Relacionó la caída del comunismo soviético, en 1989, con
el auge de las sectas religiosas en todo el mundo. Estas sectas aprovecharon el
desconcierto general de quienes sólo encuentran un camino a seguir en las
congregaciones cerradas e interesadas que marcan el destino con el fin de
cumplir su cometido comercial a expensas de los pobres. Existe hoy, pensaba
Methol, un nuevo sujeto, también nuevo como enemigo de la Iglesia. “El ateísmo
mesiánico era una contaminación judeo-cristiana, el ateísmo libertino no tiene
esta herencia, o la tiene mínimamente. El ateísmo mesiánico se proponía cambiar
el mundo, el libertino es orgánico al poder. En regímenes democráticos
desmoviliza al demos con una
característica: lo transforma en reivindicación, ante todo del placer. El
hedonismo en su límite se desentiende del otro; es la multitud de los solos […]
Coloca la satisfacción universal como razón de libertad. Pero esto es
contradictorio con un trabajo de construcción de la sociedad porque el
fundamento radical de una colectividad es siempre el primado del tú y de la
amistad.”[8]
“LA NECESIDAD DE TRASCENDER AL URUGUAY”

----------------

■ INSTRUCCIONES DE TRABAJO
[a] En el fragmento sobre Methol, enumera todo lo que se dice del ateísmo libertino entre «el ateísmo libertino no tiene» y «ante todo del placer».
[b] ¿Con qué se relaciona la caída del comunismo soviético de 1989 en el fragmento sobre Methol?
[c] Prolonga el fragmento sobre Methol a partir de donde termina.
Las filas que vienen a continuación no hacen falta.

----------------

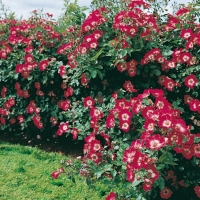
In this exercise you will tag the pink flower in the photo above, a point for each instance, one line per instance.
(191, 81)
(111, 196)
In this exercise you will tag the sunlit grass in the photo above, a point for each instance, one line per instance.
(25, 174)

----------------

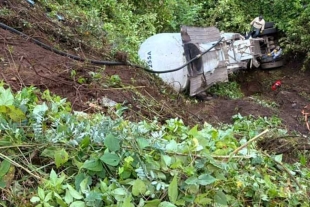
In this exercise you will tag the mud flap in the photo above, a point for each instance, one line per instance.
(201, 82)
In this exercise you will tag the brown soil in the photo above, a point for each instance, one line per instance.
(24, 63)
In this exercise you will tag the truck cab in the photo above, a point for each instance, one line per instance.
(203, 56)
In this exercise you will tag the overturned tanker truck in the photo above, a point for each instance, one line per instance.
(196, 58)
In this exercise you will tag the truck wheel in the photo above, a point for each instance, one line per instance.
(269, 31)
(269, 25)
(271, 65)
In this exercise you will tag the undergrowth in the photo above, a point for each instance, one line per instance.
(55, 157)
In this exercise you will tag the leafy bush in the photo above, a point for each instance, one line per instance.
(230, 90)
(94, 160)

----------------

■ RESPUESTAS
[a]
- No tiene la herencia judeo-cristiana, o la tiene mínimamente.
- Es orgánico al poder.
- En regímenes democráticos desmoviliza al demos.
- Transforma al demos en reivindicación, ante todo del placer.

[b] Con el auge de las sectas religiosas en todo el mundo.

[c]
Este subtítulo es el de
uno de los capítulos del libro más conocido de Methol: El Uruguay como problema, de 1967. Responde a una pregunta clave:
“¿Puede el Uruguay actual desarrollarse solo? Es una pregunta capciosa, porque
parece insinuar que no puede
desarrollarse solo, como, precisamente, pensaba Methol. Le acosa la
sospecha de que Uruguay no cuenta con lo básico, esto es, con una cultura
consolidada; este problema también se encuentra formulado en las páginas de Marcha por el doctor Carlos Quijano. Otra
de las preguntas insidiosas: “¿Somos un país viable, con futuro propio, tal
como hemos sido?” Se refiere a si es posible para nuestro país la independencia
real, si es que algo así existe en el mundo, aclara enseguida.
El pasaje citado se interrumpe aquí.